* Begin Material to process *
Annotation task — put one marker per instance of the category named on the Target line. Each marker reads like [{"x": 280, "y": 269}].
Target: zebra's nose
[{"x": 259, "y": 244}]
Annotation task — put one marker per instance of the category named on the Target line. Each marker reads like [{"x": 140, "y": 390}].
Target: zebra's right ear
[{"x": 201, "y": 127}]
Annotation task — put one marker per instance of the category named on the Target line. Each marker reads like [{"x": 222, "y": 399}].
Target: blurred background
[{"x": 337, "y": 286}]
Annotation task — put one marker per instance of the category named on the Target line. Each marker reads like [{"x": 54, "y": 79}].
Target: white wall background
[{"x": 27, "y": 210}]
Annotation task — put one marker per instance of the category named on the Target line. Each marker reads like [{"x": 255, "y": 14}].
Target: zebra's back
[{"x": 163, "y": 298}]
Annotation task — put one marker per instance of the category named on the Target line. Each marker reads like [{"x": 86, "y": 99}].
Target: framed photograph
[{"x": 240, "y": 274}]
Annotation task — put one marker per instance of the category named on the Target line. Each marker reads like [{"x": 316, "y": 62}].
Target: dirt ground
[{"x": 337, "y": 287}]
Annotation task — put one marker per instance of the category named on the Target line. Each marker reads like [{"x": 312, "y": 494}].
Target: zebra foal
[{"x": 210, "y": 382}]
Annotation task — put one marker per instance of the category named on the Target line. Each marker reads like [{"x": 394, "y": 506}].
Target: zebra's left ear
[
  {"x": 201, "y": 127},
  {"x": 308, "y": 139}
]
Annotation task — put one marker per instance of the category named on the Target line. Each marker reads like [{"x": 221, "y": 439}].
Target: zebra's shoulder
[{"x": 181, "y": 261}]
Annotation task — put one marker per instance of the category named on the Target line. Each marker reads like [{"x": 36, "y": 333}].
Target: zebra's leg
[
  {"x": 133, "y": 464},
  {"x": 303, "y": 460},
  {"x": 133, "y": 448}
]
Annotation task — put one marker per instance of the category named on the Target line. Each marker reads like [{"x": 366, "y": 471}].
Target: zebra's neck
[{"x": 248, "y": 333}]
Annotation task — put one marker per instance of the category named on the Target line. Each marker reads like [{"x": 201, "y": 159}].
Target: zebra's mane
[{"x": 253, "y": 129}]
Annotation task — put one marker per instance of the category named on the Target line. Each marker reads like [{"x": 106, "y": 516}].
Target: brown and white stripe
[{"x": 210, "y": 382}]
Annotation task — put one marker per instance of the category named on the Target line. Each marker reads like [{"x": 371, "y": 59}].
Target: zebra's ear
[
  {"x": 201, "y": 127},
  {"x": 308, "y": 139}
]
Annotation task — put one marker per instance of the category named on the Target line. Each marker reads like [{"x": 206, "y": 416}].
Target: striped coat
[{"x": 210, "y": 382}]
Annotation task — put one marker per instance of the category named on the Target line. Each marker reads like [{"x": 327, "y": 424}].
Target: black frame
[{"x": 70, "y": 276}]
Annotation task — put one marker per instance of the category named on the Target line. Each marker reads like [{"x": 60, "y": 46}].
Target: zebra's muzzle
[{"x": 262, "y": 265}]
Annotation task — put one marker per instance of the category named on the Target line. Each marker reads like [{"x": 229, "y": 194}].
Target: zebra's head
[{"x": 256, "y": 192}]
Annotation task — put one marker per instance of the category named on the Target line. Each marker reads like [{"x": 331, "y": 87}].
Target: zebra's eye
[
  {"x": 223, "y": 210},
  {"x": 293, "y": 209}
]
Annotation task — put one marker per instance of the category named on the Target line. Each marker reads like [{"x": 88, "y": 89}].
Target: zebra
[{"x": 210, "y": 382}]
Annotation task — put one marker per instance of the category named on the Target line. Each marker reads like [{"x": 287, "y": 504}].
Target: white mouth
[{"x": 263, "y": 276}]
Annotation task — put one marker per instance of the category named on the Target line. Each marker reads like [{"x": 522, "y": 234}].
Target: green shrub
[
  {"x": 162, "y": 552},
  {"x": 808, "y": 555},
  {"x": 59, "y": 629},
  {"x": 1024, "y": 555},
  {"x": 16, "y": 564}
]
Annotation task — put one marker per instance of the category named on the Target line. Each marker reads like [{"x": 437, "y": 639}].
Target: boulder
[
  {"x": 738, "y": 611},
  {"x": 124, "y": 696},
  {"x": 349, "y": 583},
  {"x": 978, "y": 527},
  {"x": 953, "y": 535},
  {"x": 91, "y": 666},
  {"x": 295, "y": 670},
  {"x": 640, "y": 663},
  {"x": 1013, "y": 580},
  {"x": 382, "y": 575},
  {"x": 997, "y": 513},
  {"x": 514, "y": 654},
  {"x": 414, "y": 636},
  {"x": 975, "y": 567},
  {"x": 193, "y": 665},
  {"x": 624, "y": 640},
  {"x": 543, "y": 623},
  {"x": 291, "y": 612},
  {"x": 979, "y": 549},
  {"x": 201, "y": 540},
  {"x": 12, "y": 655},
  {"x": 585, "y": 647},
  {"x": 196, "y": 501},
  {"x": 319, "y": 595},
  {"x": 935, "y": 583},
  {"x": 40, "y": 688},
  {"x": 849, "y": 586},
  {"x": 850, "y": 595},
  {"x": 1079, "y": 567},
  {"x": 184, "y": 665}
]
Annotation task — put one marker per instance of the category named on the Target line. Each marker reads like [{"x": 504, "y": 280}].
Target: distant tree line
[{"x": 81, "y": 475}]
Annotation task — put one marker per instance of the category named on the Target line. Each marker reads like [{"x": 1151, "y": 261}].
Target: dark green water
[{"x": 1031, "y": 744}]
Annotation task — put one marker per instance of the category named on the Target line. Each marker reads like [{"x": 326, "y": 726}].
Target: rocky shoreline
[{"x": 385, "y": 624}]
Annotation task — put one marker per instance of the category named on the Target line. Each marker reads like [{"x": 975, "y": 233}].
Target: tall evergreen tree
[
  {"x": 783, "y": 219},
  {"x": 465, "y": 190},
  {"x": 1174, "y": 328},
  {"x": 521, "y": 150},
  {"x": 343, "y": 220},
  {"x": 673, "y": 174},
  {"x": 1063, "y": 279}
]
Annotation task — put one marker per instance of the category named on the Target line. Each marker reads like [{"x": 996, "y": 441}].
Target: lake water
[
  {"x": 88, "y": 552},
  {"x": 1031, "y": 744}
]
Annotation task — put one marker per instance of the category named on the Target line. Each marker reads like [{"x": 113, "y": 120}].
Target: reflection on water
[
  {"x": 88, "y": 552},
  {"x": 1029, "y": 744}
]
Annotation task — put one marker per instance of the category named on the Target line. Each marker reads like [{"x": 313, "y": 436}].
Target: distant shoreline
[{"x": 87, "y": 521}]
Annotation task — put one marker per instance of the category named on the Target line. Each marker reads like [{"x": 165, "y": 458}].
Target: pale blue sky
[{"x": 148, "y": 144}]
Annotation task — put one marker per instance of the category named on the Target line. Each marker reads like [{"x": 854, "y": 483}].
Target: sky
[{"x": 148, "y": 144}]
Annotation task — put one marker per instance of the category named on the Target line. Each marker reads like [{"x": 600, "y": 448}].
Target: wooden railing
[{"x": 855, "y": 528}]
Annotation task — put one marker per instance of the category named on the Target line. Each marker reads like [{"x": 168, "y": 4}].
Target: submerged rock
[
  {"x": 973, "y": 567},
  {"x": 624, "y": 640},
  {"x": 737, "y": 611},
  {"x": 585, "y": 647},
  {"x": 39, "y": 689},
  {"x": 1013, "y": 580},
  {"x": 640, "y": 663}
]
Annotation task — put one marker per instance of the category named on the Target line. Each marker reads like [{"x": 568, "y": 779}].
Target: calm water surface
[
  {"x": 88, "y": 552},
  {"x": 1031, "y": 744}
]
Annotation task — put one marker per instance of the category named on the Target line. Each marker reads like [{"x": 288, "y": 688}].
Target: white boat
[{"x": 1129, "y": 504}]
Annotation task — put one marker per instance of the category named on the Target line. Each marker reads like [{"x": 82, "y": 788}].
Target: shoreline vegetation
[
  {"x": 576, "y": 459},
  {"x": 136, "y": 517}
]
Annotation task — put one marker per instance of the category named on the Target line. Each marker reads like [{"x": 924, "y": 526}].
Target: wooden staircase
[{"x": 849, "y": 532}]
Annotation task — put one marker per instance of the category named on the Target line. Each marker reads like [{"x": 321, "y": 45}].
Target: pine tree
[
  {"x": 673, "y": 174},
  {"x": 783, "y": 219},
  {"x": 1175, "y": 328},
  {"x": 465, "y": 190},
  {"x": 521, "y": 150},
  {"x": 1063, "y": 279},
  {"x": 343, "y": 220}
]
* End Material to process *
What the task asks –
Copy in full each line of the rows above that contains the word "white". Treat the match as case-sensitive.

Output –
Target: white wall background
Target: brown and white stripe
Target: white mouth
Target: white boat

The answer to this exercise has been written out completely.